- _Instructions to follow_
Echo the lines of the records below, starting at the line that contains "Agricultural drone survey: scan the aerial photo for bottle" and ending at the line that contains "452, 178, 467, 193", with both of those lines included.

- _Data for this task_
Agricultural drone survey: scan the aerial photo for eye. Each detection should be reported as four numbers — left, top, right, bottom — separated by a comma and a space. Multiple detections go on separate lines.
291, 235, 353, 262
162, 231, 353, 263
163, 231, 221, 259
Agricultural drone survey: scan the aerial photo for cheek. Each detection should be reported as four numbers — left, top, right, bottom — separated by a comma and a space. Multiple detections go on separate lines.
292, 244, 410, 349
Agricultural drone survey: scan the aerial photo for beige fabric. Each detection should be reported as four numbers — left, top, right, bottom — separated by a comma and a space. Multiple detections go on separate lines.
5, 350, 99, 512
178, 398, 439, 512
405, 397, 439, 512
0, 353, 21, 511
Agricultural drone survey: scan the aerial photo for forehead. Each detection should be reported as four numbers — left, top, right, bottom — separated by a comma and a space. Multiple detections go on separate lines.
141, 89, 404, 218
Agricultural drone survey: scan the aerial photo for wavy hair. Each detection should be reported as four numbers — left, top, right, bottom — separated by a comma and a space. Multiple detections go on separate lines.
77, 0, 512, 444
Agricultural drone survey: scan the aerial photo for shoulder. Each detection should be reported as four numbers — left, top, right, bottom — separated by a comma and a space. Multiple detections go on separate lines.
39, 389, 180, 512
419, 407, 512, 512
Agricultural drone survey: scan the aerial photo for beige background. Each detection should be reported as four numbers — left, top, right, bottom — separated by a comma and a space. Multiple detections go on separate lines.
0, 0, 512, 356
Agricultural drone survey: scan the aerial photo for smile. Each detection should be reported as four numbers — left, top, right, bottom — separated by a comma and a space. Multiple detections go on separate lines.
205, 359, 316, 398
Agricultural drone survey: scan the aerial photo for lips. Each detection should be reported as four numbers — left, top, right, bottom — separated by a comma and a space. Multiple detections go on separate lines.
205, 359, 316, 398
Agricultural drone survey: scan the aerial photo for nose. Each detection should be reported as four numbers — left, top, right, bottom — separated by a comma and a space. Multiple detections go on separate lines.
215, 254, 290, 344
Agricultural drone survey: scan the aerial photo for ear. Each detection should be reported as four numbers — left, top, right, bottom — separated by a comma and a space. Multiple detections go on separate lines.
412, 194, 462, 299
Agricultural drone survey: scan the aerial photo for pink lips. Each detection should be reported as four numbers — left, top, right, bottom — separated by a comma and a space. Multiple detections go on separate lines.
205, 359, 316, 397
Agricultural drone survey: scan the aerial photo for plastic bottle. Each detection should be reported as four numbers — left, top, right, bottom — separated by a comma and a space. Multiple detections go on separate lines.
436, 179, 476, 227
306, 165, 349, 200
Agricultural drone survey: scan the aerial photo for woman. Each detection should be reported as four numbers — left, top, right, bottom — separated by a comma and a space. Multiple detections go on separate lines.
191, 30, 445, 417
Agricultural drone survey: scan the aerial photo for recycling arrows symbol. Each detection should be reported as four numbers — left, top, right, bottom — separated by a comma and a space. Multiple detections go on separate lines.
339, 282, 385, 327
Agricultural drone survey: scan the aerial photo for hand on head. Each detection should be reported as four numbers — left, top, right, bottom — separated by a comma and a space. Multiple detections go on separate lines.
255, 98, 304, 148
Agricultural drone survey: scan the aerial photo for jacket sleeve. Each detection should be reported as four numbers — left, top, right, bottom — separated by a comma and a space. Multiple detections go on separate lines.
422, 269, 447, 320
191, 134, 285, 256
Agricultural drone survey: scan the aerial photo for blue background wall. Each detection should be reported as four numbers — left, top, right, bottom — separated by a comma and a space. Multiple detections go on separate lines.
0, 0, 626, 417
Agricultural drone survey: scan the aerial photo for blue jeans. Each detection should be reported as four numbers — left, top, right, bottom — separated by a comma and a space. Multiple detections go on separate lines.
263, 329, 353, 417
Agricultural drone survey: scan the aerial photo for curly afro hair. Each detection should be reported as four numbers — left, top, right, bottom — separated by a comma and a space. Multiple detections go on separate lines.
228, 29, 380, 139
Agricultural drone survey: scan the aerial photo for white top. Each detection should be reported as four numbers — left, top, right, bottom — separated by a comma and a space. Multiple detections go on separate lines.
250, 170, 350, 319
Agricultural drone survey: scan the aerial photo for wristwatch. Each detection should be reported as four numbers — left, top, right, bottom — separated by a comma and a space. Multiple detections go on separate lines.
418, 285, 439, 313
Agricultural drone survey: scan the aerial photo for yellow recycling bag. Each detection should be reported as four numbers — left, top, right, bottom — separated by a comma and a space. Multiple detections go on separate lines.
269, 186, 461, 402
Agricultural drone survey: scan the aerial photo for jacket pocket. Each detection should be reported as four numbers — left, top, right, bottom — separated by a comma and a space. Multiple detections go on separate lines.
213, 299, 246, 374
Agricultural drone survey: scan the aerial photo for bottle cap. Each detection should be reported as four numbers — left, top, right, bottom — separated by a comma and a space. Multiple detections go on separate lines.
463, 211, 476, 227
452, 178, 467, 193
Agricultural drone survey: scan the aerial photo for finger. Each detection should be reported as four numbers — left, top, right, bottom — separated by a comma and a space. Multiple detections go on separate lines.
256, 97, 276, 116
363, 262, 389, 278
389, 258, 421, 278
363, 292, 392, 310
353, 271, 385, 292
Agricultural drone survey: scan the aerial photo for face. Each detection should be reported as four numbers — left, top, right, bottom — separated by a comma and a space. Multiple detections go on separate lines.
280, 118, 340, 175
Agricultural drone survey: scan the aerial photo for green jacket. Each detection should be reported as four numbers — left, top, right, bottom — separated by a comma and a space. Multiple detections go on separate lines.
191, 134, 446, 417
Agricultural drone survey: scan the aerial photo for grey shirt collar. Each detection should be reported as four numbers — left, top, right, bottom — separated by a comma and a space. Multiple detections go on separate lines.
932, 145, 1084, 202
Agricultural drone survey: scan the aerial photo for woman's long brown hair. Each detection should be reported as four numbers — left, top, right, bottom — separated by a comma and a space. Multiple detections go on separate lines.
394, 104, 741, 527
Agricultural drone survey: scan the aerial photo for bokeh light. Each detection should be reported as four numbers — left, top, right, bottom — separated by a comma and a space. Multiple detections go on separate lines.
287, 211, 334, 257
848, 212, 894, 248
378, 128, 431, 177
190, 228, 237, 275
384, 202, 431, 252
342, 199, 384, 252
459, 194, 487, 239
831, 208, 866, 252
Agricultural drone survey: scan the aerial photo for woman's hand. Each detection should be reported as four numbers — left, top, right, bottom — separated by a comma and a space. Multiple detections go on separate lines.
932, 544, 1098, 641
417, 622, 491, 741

- _Answer to the problem_
Agricultural drone survey: scan the aerial photo for bottle cap. Each detection should be reported as four numbers — left, top, right, bottom — separated by a comma and a space. Multiple detections go on separate lines.
463, 211, 476, 227
452, 178, 467, 193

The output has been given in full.